- **Zitierter Text**:
Immer mitten in die Fresse rein, hat eine deutsche Punkband einst gesungen. Der schwedische Autorenfilmer Ruben Östlund hat sich diese Worte wohl zum Mantra gemacht: Mit «Triangle of Sadness» reibt er seine Botschaft dem Zuschauer erneut unverblümt unter die Nase. Das ist oft lustig, manchmal eklig, irgendwann ermüdend und schlussendlich zynisch.
Das Influencer-Pärchen Carl (Harris Dickinson) und Yaya (Charlbi Dean Kriek) sind auf einer teuren Kreuzfahrt. Zahlen mussten sie dafür nichts, stattdessen erwartet die Reederei ein paar schöne Fotos für die Instagram-Welt. Neben den lächerlich schönen Mittzwanzigern ist noch eine Reihe reicher Passagiere an Bord. Darunter ein Tech-Unternehmer, ein russischer Oligarch und ein Waffenhändler-Ehepaar. Alles scheint perfekt, bis ein heftiger Sturm das Luxus-Schiff in Chaos versetzt.

- **Zu erledigen**:
• A. Beantworte anhand der Filmkritik diese drei Fragen, jede auf einer eigenen Zeile:
(i) Aus welchem Land stammt der Autorenfilmer Ruben Östlund?
(ii) Was erwartet die Reederei von Carl und Yaya, statt sie zahlen zu lassen?
(iii) Was versetzt das Luxus-Schiff in Chaos?
• B. Gib den Abschnitt der Filmkritik zwischen „Immer mitten in“ und „in Chaos versetzt.“, beide eingeschlossen, wortgetreu wieder.
Die Datensätze stehen für sich und gehören nicht zur Filmkritik.

- **Aufgeführte Datensätze**:
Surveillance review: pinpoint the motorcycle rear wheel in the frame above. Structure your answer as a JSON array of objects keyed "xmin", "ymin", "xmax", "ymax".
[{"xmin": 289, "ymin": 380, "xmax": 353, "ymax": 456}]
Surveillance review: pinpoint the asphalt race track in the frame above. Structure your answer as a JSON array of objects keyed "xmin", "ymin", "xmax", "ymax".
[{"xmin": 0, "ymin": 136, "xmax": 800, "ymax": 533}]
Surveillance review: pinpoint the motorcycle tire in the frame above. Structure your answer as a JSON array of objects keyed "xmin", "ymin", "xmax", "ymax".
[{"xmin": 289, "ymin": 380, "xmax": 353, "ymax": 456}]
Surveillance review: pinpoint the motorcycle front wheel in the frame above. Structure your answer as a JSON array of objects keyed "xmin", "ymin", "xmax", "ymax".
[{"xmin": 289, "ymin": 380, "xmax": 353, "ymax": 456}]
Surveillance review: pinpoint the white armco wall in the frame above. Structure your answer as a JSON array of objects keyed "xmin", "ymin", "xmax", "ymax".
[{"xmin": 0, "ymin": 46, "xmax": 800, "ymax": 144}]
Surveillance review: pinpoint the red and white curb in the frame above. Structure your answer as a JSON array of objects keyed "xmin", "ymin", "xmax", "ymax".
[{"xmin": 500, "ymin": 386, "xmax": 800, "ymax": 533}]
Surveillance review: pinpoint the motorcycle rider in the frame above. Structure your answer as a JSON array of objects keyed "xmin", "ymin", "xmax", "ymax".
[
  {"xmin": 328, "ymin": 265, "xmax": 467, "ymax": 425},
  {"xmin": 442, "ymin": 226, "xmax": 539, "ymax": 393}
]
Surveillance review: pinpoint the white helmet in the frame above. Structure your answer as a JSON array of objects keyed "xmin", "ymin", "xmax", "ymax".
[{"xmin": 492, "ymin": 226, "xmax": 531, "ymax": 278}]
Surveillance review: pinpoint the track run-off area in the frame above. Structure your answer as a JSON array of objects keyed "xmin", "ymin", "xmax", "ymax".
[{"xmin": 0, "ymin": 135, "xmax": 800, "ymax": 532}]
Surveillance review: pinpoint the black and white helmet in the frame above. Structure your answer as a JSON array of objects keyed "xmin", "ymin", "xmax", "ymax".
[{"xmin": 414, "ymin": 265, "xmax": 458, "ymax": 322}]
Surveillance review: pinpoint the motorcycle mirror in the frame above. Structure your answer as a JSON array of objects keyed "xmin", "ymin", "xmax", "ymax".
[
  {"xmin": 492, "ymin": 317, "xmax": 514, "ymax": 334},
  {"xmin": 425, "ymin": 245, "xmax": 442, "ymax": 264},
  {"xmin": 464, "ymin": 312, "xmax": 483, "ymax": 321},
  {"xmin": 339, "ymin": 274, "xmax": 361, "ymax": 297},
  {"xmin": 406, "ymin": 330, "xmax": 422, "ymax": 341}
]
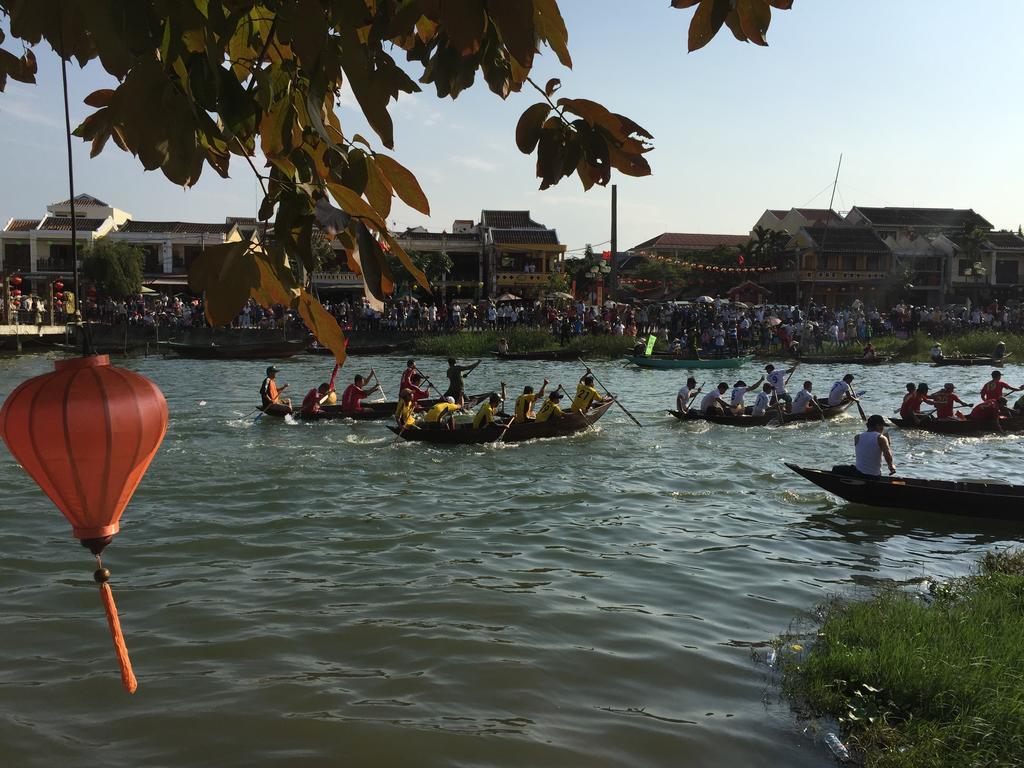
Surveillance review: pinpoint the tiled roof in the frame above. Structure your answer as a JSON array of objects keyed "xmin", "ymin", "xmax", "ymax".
[
  {"xmin": 632, "ymin": 232, "xmax": 750, "ymax": 251},
  {"xmin": 53, "ymin": 194, "xmax": 110, "ymax": 208},
  {"xmin": 394, "ymin": 229, "xmax": 480, "ymax": 243},
  {"xmin": 794, "ymin": 208, "xmax": 844, "ymax": 226},
  {"xmin": 490, "ymin": 228, "xmax": 558, "ymax": 246},
  {"xmin": 4, "ymin": 219, "xmax": 39, "ymax": 232},
  {"xmin": 480, "ymin": 211, "xmax": 545, "ymax": 229},
  {"xmin": 118, "ymin": 219, "xmax": 233, "ymax": 234},
  {"xmin": 802, "ymin": 226, "xmax": 889, "ymax": 253},
  {"xmin": 39, "ymin": 216, "xmax": 106, "ymax": 232},
  {"xmin": 856, "ymin": 206, "xmax": 992, "ymax": 229},
  {"xmin": 985, "ymin": 232, "xmax": 1024, "ymax": 249}
]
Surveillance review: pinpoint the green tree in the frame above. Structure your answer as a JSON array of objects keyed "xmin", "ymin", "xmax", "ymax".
[
  {"xmin": 0, "ymin": 0, "xmax": 793, "ymax": 360},
  {"xmin": 82, "ymin": 238, "xmax": 145, "ymax": 299}
]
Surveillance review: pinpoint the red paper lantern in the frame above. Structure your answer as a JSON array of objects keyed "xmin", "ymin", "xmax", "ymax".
[{"xmin": 0, "ymin": 354, "xmax": 167, "ymax": 693}]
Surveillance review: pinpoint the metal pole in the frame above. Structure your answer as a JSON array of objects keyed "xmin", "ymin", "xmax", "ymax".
[{"xmin": 608, "ymin": 184, "xmax": 618, "ymax": 301}]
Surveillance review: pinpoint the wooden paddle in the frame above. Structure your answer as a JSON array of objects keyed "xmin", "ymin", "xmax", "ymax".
[{"xmin": 577, "ymin": 357, "xmax": 643, "ymax": 427}]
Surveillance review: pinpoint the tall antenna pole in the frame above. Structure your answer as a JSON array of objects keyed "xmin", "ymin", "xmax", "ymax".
[
  {"xmin": 608, "ymin": 184, "xmax": 618, "ymax": 301},
  {"xmin": 811, "ymin": 153, "xmax": 843, "ymax": 306}
]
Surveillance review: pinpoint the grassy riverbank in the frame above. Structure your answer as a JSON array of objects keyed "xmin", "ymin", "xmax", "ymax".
[
  {"xmin": 781, "ymin": 550, "xmax": 1024, "ymax": 768},
  {"xmin": 413, "ymin": 329, "xmax": 633, "ymax": 359}
]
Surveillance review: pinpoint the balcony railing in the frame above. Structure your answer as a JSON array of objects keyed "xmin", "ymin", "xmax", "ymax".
[
  {"xmin": 313, "ymin": 271, "xmax": 362, "ymax": 288},
  {"xmin": 498, "ymin": 272, "xmax": 548, "ymax": 288},
  {"xmin": 36, "ymin": 259, "xmax": 75, "ymax": 272}
]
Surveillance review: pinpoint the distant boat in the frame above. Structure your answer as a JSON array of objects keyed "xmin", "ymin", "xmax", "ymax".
[
  {"xmin": 166, "ymin": 339, "xmax": 306, "ymax": 360},
  {"xmin": 785, "ymin": 464, "xmax": 1024, "ymax": 520},
  {"xmin": 626, "ymin": 354, "xmax": 754, "ymax": 371}
]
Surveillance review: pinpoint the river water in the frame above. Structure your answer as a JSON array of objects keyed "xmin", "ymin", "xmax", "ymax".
[{"xmin": 0, "ymin": 356, "xmax": 1024, "ymax": 768}]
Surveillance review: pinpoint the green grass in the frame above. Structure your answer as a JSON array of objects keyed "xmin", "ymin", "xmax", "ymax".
[
  {"xmin": 780, "ymin": 551, "xmax": 1024, "ymax": 768},
  {"xmin": 414, "ymin": 329, "xmax": 633, "ymax": 358}
]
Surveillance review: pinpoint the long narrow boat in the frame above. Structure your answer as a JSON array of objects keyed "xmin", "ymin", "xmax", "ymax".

- **Die Antworten**:
• A.
(i) Aus Schweden.
(ii) Ein paar schöne Fotos für die Instagram-Welt.
(iii) Ein heftiger Sturm.

• B.
Immer mitten in die Fresse rein, hat eine deutsche Punkband einst gesungen. Der schwedische Autorenfilmer Ruben Östlund hat sich diese Worte wohl zum Mantra gemacht: Mit «Triangle of Sadness» reibt er seine Botschaft dem Zuschauer erneut unverblümt unter die Nase. Das ist oft lustig, manchmal eklig, irgendwann ermüdend und schlussendlich zynisch.
Das Influencer-Pärchen Carl (Harris Dickinson) und Yaya (Charlbi Dean Kriek) sind auf einer teuren Kreuzfahrt. Zahlen mussten sie dafür nichts, stattdessen erwartet die Reederei ein paar schöne Fotos für die Instagram-Welt. Neben den lächerlich schönen Mittzwanzigern ist noch eine Reihe reicher Passagiere an Bord. Darunter ein Tech-Unternehmer, ein russischer Oligarch und ein Waffenhändler-Ehepaar. Alles scheint perfekt, bis ein heftiger Sturm das Luxus-Schiff in Chaos versetzt.